---------- RECORDS SHOWN ----------

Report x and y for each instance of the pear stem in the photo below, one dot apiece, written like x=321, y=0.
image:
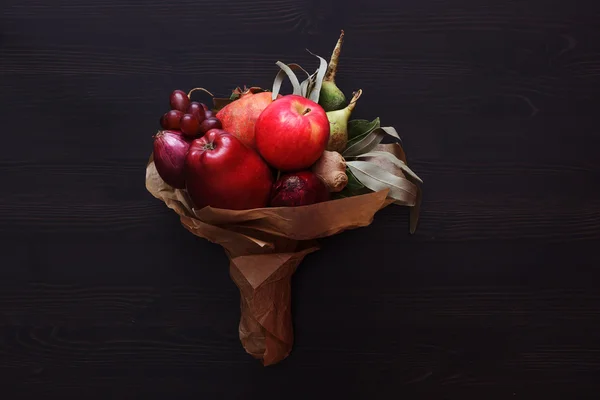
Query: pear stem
x=355, y=98
x=332, y=68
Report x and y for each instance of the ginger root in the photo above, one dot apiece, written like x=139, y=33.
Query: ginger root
x=331, y=168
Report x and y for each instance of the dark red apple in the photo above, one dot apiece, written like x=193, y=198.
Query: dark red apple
x=298, y=189
x=291, y=133
x=222, y=172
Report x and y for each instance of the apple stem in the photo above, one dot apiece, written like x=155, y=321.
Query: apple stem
x=209, y=146
x=355, y=97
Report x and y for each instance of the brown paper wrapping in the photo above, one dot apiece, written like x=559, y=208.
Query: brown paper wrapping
x=265, y=246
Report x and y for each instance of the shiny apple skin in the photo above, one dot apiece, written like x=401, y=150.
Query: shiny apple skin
x=222, y=172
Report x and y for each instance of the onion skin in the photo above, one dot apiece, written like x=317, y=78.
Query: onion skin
x=299, y=189
x=170, y=149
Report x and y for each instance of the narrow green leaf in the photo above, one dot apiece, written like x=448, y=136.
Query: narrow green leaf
x=390, y=131
x=375, y=178
x=316, y=91
x=353, y=187
x=365, y=144
x=392, y=158
x=285, y=70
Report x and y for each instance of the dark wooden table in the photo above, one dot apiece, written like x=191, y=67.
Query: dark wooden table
x=103, y=294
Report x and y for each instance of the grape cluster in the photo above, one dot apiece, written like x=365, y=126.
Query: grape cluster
x=193, y=119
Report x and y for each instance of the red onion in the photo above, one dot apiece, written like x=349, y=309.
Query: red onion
x=298, y=189
x=170, y=149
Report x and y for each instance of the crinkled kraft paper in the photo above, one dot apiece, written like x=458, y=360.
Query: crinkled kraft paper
x=265, y=246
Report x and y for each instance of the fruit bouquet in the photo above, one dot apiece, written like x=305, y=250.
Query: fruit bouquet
x=266, y=175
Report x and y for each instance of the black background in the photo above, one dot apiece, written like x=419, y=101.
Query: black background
x=103, y=293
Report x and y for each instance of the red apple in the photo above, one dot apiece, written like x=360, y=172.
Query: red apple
x=222, y=172
x=292, y=132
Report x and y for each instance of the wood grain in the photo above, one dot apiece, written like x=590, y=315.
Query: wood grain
x=104, y=295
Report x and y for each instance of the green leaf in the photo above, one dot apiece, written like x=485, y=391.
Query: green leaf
x=376, y=178
x=365, y=143
x=361, y=127
x=389, y=156
x=353, y=187
x=316, y=90
x=285, y=70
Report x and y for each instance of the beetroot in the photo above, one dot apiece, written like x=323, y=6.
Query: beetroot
x=298, y=189
x=239, y=116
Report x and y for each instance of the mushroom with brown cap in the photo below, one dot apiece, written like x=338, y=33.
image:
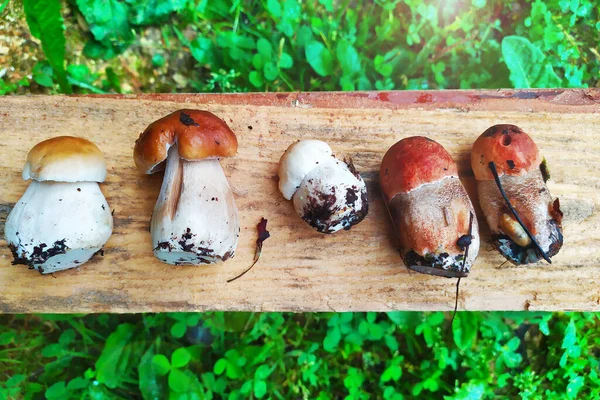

----------

CHALLENGE —
Set down all of the material above word for word, leaving out the pictures.

TASK RESULT —
Report x and y for each instance of the pear stem in the photo below, one dot apiece, written like x=321, y=0.
image:
Query: pear stem
x=355, y=98
x=332, y=68
Report x and y for each instance of the ginger root in the photo above, one dot apiece, written like x=139, y=33.
Query: ginger root
x=331, y=168
Report x and y for each instance of the dark red apple in the photo above, one dot apiece, written like x=193, y=198.
Query: dark red apple
x=298, y=189
x=291, y=133
x=222, y=172
Report x and y for each instance of the apple stem in the photo above, one dot apiece, written like x=155, y=321.
Query: apple stem
x=209, y=146
x=355, y=97
Report x and y for each instance of the brown paper wrapping in the photo above, one dot apiece, written like x=559, y=208.
Query: brown paper wrapping
x=265, y=246
Report x and y for each instance of the shiny apple skin in the photo above, one dot apiece, written like x=401, y=150.
Query: shiny apple skin
x=222, y=172
Report x and y for each instance of the onion skin in the photo above, one dot apiece, written like x=317, y=78.
Query: onion skin
x=299, y=189
x=170, y=149
Report x and y for each instance of the narrow green leaf in the photo above, one dot apiece, written like x=448, y=136.
Query: narrow green leaf
x=390, y=131
x=375, y=178
x=316, y=91
x=353, y=187
x=365, y=144
x=392, y=158
x=285, y=70
Report x and y for each instance of the dark wooden table in the photo above, one dot apiece, written like x=191, y=67.
Query: dark wooden table
x=103, y=294
Report x and y for each instance of the grape cluster in the photo above, one dot apiece, written like x=365, y=126.
Query: grape cluster
x=193, y=119
Report x and y for each instance of the red onion in the photo above, one dot apiece, written like x=349, y=309.
Query: red onion
x=298, y=189
x=170, y=149
Report x and y for each instance of the crinkled kraft paper in the photo above, one dot apiece, written like x=458, y=360.
Query: crinkled kraft paper
x=265, y=246
Report x and y for each instance of the fruit bouquet in the photo above, one dot apiece, written like x=305, y=250.
Query: fruit bouquet
x=266, y=175
Report x and y for each instance of the black background in the photo above, one dot apiece, written like x=419, y=101.
Query: black background
x=103, y=293
Report x and y for each instance of the red apple in the photo above, one dot apiece, written like x=360, y=172.
Query: red apple
x=222, y=172
x=292, y=132
Report x and y for each instance of the wood grain in the photo above, one dot apiece, written like x=590, y=315.
Query: wood grain
x=104, y=295
Report x and y for each instance of the green leaf in the photo above, one dot apiece, written like x=485, y=391.
Query: green leaf
x=376, y=178
x=365, y=143
x=361, y=127
x=389, y=156
x=353, y=187
x=316, y=90
x=285, y=70
Report x and y for each instance of the beetroot in the photo above, one dot apiece, written like x=323, y=6.
Query: beetroot
x=298, y=189
x=239, y=116
Report x and y for each instance of the mushroom with brown cap in the photo below, one dot apiece, written like x=338, y=33.
image:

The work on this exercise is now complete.